=== Data rows ===
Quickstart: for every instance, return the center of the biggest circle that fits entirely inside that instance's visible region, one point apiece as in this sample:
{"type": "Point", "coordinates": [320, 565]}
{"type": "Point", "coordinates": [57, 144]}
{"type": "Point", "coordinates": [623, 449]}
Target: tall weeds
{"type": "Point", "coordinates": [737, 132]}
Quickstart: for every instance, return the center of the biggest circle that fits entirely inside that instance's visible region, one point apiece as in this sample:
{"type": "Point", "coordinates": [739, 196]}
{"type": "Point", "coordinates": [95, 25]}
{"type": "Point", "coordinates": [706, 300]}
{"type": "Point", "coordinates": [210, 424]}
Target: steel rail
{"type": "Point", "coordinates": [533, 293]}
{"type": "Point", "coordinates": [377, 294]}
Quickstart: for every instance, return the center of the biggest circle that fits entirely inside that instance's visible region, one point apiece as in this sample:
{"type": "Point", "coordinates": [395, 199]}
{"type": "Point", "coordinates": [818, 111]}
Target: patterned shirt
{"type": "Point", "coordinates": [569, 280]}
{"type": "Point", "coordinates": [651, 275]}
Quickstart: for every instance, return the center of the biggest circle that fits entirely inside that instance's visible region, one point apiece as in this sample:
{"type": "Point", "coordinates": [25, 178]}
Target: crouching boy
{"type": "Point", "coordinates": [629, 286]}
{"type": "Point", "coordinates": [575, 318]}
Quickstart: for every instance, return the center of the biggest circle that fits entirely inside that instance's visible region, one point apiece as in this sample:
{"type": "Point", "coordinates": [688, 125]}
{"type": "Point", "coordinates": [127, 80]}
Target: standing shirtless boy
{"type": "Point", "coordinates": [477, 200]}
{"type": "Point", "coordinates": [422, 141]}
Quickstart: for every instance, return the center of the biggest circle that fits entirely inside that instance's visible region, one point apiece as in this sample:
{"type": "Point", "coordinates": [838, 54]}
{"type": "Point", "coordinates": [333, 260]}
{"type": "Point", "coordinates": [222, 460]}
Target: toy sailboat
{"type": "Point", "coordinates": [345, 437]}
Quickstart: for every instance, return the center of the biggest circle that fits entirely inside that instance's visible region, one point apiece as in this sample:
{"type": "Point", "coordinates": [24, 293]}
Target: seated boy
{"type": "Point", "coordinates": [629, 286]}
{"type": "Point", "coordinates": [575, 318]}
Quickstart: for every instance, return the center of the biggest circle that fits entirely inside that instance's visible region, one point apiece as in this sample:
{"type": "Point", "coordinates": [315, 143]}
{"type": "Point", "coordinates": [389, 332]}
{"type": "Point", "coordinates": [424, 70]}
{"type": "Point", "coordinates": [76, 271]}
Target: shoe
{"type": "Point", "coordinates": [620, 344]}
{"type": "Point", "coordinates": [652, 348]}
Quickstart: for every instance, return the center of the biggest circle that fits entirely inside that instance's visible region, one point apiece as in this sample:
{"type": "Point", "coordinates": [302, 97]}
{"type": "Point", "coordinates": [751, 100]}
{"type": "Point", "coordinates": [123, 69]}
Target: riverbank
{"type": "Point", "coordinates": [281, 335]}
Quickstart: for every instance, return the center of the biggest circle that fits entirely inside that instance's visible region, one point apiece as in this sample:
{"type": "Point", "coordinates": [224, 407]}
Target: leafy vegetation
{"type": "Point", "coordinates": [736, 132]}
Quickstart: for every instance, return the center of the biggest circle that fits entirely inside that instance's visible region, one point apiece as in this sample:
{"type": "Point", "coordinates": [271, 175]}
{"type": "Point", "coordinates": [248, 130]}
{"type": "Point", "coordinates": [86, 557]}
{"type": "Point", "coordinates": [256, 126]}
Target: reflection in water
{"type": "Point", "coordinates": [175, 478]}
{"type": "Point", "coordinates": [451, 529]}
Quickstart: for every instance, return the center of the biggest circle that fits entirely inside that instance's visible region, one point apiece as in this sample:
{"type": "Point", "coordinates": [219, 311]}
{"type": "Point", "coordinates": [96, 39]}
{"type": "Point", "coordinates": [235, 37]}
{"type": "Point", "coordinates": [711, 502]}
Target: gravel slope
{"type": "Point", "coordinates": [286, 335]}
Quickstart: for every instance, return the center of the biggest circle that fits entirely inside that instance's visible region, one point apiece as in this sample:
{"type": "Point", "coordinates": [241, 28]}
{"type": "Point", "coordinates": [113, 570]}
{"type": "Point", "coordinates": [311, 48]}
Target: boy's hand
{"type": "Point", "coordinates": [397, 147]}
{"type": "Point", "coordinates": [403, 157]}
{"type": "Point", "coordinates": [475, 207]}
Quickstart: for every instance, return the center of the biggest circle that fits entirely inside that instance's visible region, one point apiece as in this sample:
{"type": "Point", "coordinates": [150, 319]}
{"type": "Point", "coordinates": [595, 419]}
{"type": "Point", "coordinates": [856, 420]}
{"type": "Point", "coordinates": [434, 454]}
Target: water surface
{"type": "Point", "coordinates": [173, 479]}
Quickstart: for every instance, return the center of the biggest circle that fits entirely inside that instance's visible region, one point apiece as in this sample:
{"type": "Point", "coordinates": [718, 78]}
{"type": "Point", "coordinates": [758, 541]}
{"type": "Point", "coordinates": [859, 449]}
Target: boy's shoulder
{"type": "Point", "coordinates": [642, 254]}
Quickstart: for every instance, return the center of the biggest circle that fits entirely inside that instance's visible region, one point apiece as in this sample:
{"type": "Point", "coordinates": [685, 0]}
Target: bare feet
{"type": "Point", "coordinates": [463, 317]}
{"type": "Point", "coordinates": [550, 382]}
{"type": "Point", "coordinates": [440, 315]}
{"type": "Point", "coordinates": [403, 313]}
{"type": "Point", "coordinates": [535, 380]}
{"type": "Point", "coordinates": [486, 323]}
===
- Stated task: Quote, word for word, the rows from the start of the records up to and including the line with "Target: tall weeds".

- The output:
Quickstart: for every instance, return the center of the biggest circle that fits entirely inside that instance's visible region, one point apiece as in this sample:
{"type": "Point", "coordinates": [320, 565]}
{"type": "Point", "coordinates": [57, 144]}
{"type": "Point", "coordinates": [623, 449]}
Target: tall weeds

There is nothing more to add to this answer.